-- What you are asked to do --
Your answer should be an exact copy of the data.
------------------------------------
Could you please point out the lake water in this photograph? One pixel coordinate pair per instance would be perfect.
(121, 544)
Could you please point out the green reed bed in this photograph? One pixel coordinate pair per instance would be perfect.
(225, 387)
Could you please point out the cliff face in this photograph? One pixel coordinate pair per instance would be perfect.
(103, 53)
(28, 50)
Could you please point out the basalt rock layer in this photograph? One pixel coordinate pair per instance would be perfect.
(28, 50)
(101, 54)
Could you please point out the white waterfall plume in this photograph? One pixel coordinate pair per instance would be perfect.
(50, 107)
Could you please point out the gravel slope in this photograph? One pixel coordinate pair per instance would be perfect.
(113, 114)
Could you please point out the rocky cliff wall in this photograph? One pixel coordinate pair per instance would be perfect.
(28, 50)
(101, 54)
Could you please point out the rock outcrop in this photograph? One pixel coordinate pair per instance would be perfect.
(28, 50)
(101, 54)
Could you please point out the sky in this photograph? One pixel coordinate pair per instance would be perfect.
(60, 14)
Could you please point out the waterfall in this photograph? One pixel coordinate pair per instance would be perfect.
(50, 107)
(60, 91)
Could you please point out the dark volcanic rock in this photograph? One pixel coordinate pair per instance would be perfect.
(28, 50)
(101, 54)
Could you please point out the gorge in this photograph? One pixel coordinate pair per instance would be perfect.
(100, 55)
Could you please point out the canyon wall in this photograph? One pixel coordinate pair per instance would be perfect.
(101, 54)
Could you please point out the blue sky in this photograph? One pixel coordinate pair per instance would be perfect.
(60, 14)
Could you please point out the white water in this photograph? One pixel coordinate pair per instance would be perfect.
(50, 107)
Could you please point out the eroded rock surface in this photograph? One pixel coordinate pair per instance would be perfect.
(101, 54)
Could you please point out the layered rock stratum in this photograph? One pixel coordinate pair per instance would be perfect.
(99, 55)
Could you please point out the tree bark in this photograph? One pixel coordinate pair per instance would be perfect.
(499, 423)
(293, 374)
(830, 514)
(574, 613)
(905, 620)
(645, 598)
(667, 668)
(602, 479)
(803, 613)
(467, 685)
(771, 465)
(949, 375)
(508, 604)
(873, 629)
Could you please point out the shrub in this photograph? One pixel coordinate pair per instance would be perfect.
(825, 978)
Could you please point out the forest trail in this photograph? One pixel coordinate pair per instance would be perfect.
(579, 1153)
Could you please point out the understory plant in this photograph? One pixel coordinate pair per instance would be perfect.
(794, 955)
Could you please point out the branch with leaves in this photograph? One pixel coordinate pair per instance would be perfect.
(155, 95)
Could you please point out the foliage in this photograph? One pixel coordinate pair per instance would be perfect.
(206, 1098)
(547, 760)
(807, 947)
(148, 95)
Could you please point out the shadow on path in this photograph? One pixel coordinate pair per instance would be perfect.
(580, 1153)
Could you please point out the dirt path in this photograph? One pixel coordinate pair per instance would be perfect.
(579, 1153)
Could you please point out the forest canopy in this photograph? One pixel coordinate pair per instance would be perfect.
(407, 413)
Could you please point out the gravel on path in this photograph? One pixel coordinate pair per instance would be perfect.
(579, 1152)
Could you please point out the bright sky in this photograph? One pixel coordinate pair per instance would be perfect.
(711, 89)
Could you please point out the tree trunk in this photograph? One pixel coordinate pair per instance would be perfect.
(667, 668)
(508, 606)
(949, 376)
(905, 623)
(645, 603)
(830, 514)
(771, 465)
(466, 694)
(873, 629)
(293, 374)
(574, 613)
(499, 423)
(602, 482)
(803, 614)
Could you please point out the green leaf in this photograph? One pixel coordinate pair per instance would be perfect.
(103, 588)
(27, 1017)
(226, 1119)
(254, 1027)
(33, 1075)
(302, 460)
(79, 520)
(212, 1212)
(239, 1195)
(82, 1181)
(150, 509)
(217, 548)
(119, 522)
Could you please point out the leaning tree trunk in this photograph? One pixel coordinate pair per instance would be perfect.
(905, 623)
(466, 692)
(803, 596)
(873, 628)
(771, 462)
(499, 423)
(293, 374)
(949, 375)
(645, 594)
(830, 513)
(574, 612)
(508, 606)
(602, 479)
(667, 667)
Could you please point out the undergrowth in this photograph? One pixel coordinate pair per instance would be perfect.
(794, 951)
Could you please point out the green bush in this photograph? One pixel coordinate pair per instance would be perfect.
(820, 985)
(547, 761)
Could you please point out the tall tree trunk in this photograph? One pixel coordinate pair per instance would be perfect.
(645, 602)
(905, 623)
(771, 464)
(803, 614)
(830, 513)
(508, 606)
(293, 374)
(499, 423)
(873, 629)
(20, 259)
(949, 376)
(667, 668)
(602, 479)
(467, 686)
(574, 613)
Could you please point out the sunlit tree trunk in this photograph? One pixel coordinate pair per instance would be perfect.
------------------------------------
-- Reply to the exercise --
Could you please point out the lake water in this photograph? One pixel coordinate pair per instance would be perfect.
(121, 544)
Could you please point out the green reed bed in this photograph? One pixel coordinate pair per instance would be perfect.
(225, 387)
Could you please point out the cliff face in this photograph? One pixel coordinate pair per instance would be perfect.
(103, 53)
(28, 50)
Could you please point out the basalt rock layer in this photograph? One pixel coordinate pair per instance would be perfect.
(28, 50)
(101, 54)
Could you please point out the white waterfall plume in this photograph? One pixel coordinate pair per instance would be perfect.
(50, 107)
Could you please point out the gravel slope in this photograph? One pixel coordinate pair per instance would be perfect.
(113, 114)
Could you please point out the rocky cliff wall in this photograph? One pixel coordinate pair per instance would be perfect.
(28, 50)
(101, 54)
Could you please point out the rock outcrop in this photograph? One pixel coordinate pair per instance would be perfect.
(28, 50)
(101, 54)
Could you please point out the sky in this photograph? One pixel coordinate pair per instance would be perfect.
(60, 14)
Could you please point out the waterfall in this photograph? One pixel coordinate pair per instance would be perfect.
(50, 107)
(60, 91)
Could you please point out the dark volcanic rock in this photograph? One pixel coordinate pair per instance would be perfect.
(28, 50)
(101, 54)
Could you please point out the gorge in this photograph? One pixel coordinate pair per instance would be perfect.
(100, 55)
Could you please point out the canyon wall in this photograph? One pixel coordinate pair per instance would be perfect.
(101, 54)
Could you please point out the blue sky in this photograph? One pixel coordinate pair per instance would be perfect.
(60, 14)
Could you please point out the white water in this photograph? One pixel coordinate pair per instance would be perfect.
(50, 107)
Could you please point out the eroded rock surface in this photograph? One pixel coordinate pair per instance would be perfect.
(101, 54)
Could you please point out the layered rock stratum in this photograph? One pixel coordinate pair per instance would be perfect.
(99, 55)
Could you please point out the tree bark in this photograph? One pixel coordinate pair per instance would be perfect.
(499, 423)
(293, 374)
(830, 514)
(574, 613)
(905, 620)
(645, 598)
(667, 668)
(602, 479)
(803, 613)
(467, 685)
(771, 465)
(949, 375)
(508, 604)
(873, 629)
Could you please point out the shrub in this photograph? One pixel coordinate pair per instance would be perfect.
(825, 978)
Could you please point out the forest trail in this photograph? One pixel coordinate pair per instance would be perfect.
(579, 1153)
Could you please point out the understory plant in this photograph? One pixel coordinate pair per instance would be perfect.
(794, 955)
Could you please point out the branch with leaves in this photograph? One pixel coordinate pair per instance would be perfect.
(155, 95)
Could you please point out the foliage in this photograph? One pixel coordinate pair per instance would be perfect.
(206, 1098)
(547, 760)
(807, 947)
(148, 95)
Could you please point out the shadow on path in this photograph? One pixel coordinate pair per instance would be perfect.
(580, 1153)
Could you please point out the dirt path in this photograph? One pixel coordinate pair per instance would be perfect.
(579, 1153)
Could you please point out the forest canopy in this photograph? One pixel coordinate pair per instance would be perfect.
(407, 413)
Could you please point out the gravel on path in this photograph? One pixel coordinate pair per instance would be perfect.
(579, 1152)
Could you please point out the bright sky in this photograph? One pixel coordinate pair per instance would be perfect.
(711, 89)
Could you please point out the tree trunk in this photograph? One pixel coordinate pair per instance would be perfect.
(667, 668)
(508, 606)
(949, 376)
(905, 623)
(645, 603)
(830, 514)
(771, 465)
(466, 694)
(873, 629)
(293, 374)
(574, 613)
(499, 423)
(602, 482)
(803, 614)
Could you please point out the green leaf in this photograph? One pixel coordinate pair per instance would be perfect.
(103, 588)
(27, 1017)
(226, 1119)
(254, 1027)
(33, 1075)
(302, 460)
(79, 520)
(212, 1212)
(239, 1195)
(82, 1181)
(150, 509)
(217, 548)
(119, 522)
Could you please point out the leaning tree trunk in this photograph? One pixel coordinate pair per instance would be perfect.
(905, 623)
(466, 692)
(803, 596)
(873, 628)
(771, 462)
(499, 423)
(293, 374)
(949, 375)
(645, 594)
(830, 513)
(574, 612)
(508, 606)
(602, 479)
(667, 667)
Could you please point out the undergrowth in this photograph? One pixel coordinate pair per instance would be perfect.
(794, 951)
Could you please point out the green bush in this photograph? One pixel coordinate pair per instance would be perfect.
(820, 985)
(547, 761)
Could you please point out the tall tree trunk in this photograph? One pixel coordinate pair per instance would be perfect.
(645, 602)
(905, 623)
(771, 464)
(803, 614)
(830, 513)
(508, 606)
(293, 374)
(499, 423)
(873, 629)
(20, 259)
(949, 376)
(667, 668)
(602, 479)
(467, 686)
(574, 613)
Could you please point out the sunlit tree trunk in this photograph? One pixel coordinate pair per instance would be perfect.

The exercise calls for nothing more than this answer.